══ Information shown ══
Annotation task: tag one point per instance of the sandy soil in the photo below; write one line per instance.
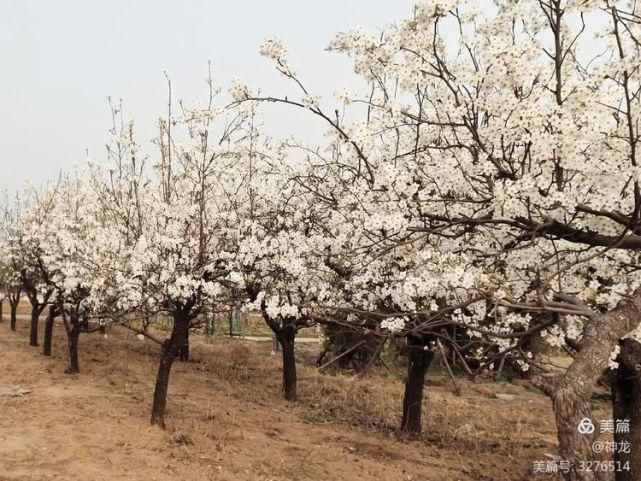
(226, 420)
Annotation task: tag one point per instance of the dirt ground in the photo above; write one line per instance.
(226, 420)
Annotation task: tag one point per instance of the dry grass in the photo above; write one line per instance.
(227, 403)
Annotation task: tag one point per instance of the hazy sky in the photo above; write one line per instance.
(61, 59)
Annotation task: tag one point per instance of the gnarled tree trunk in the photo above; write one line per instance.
(169, 351)
(33, 332)
(626, 404)
(571, 392)
(14, 300)
(72, 342)
(46, 349)
(184, 350)
(286, 337)
(14, 314)
(419, 360)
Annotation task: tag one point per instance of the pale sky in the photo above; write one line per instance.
(59, 60)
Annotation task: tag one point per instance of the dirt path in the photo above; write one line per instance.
(95, 426)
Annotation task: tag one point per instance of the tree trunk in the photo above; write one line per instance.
(419, 360)
(46, 350)
(72, 341)
(571, 392)
(286, 337)
(33, 334)
(168, 353)
(14, 314)
(184, 350)
(626, 404)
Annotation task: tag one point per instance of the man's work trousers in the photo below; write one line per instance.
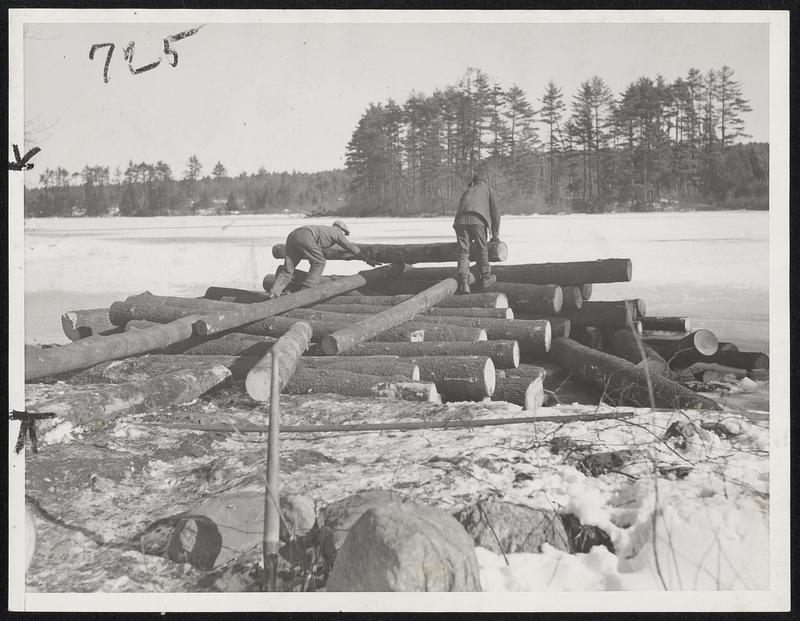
(468, 235)
(300, 245)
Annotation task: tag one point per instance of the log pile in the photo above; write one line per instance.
(393, 332)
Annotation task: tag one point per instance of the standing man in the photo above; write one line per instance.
(309, 242)
(477, 211)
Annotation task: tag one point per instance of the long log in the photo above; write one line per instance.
(523, 298)
(570, 273)
(667, 324)
(367, 309)
(472, 300)
(103, 403)
(459, 378)
(533, 335)
(88, 352)
(525, 391)
(573, 298)
(682, 352)
(371, 326)
(407, 253)
(624, 345)
(504, 354)
(79, 324)
(286, 351)
(249, 313)
(336, 381)
(621, 382)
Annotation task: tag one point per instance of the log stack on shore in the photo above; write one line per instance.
(395, 332)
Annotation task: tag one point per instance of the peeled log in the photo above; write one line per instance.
(504, 354)
(335, 381)
(624, 345)
(249, 313)
(570, 273)
(367, 309)
(371, 326)
(79, 324)
(682, 352)
(459, 378)
(233, 344)
(525, 391)
(286, 351)
(406, 253)
(573, 298)
(621, 382)
(666, 324)
(103, 403)
(88, 352)
(533, 335)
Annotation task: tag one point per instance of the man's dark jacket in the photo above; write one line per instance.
(478, 199)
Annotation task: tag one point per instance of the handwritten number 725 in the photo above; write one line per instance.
(129, 49)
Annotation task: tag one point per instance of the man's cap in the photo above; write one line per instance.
(343, 226)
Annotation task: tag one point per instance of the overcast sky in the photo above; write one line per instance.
(288, 96)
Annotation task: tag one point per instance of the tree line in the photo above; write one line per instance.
(147, 189)
(656, 142)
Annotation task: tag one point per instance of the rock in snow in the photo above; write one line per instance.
(505, 527)
(405, 547)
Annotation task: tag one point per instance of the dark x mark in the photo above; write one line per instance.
(28, 427)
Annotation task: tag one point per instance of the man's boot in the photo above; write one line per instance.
(487, 281)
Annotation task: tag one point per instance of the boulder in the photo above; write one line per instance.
(405, 547)
(505, 527)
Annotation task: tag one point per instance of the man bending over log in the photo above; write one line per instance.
(477, 210)
(309, 242)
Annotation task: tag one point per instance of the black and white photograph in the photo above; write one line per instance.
(398, 310)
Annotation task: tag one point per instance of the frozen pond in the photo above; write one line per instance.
(710, 266)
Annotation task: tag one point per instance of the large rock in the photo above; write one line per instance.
═══
### What you are asked to do
Transcribe the preceding listing in its entirety and with exact wording, leaving out pictures.

### Output
Annotation task: tag one point per instance of the sandy soil in the photo below; write one line per instance.
(226, 420)
Annotation task: tag one point per instance of the dirt ground in the photo above; write one line per instance.
(226, 420)
Annotation task: tag one point per instance of the dry grass in the photo above; write one line per instance.
(227, 403)
Annotation task: tag one point per instance of the hazy sky in the photo above; write one line per instance.
(61, 59)
Annotation task: tag one point per instance of the gnarled tree trunk in the photo above; write one line per instance.
(169, 351)
(33, 332)
(626, 404)
(571, 392)
(14, 300)
(72, 342)
(46, 349)
(184, 350)
(286, 337)
(14, 314)
(419, 360)
Annotation task: tag one point per instance of the pale sky in the photo above; write one line per instance.
(59, 60)
Annotation task: tag one point per instance of the dirt path in the photo above; write one line per instance.
(95, 426)
Annotation task: tag one point per instance of the tree trunk in the photo above; write one line per instance.
(419, 360)
(46, 350)
(72, 341)
(571, 392)
(286, 337)
(33, 334)
(168, 353)
(14, 314)
(184, 350)
(626, 404)
Annotation task: tag one point per instance of the man's work trousers in the photo below; write one line per instance.
(468, 235)
(300, 245)
Annotation task: tag one point per instance of the log pile in the photo above; write one line per instance.
(393, 332)
Annotation task: tag one point per instance of the standing man in the photo above; write one line per instance.
(309, 242)
(477, 211)
Annotation task: tag one point per instance of the long log in the photo above; write one line per instance.
(523, 298)
(570, 273)
(667, 324)
(367, 309)
(472, 300)
(103, 403)
(459, 378)
(533, 335)
(88, 352)
(525, 391)
(573, 298)
(682, 352)
(371, 326)
(407, 253)
(624, 345)
(504, 354)
(79, 324)
(286, 351)
(249, 313)
(336, 381)
(621, 382)
Annotation task: tag one point per instance of the log stack on shore in the photo above; write one line per instance.
(395, 332)
Annotation task: tag one point per instance of the peeled log in the photo above; write one line per instance.
(504, 354)
(335, 381)
(624, 345)
(249, 313)
(570, 273)
(367, 309)
(371, 326)
(79, 324)
(682, 352)
(459, 378)
(233, 344)
(525, 391)
(286, 351)
(406, 253)
(573, 298)
(621, 382)
(666, 324)
(103, 403)
(88, 352)
(533, 335)
Annotation task: tag one point per instance of the man's dark jacket in the photo above; write one line per instance.
(478, 199)
Annotation task: tag one point per instance of the handwritten number 725 in the photo above; write one line per instance.
(129, 49)
Annotation task: tag one point per instance of the man's cap in the photo above; write one line per instance.
(343, 226)
Annotation task: tag one point per instance of the overcast sky in the photo above; write one line per instance.
(288, 96)
Annotation task: tag one point per instance of the tree line in the photo above; write one line per instance.
(147, 189)
(656, 142)
Annotation task: tag one point per instance of the rock in snow in the photo above; write one line per instance.
(505, 527)
(405, 547)
Annotation task: tag one point per instance of the dark x mark in the photo above; write one line per instance.
(28, 427)
Annotation task: tag one point per instance of the man's boot in the photo above; write one line per instance.
(487, 281)
Annotation task: tag one point per instance of the boulder in the photo above; write one line per instance.
(405, 547)
(505, 527)
Annotation task: tag one point per instance of the man bending over log in the photo above; write one line per instance.
(477, 210)
(309, 242)
Annotation task: tag one point per instance of the black and white photograph in the photo above; write one line per instance.
(398, 310)
Annotation task: tag one point per instance of the frozen pond in the photo above; write one line per instance.
(710, 266)
Annotation task: tag one point per instance of the large rock in the photo above; write one line per instance.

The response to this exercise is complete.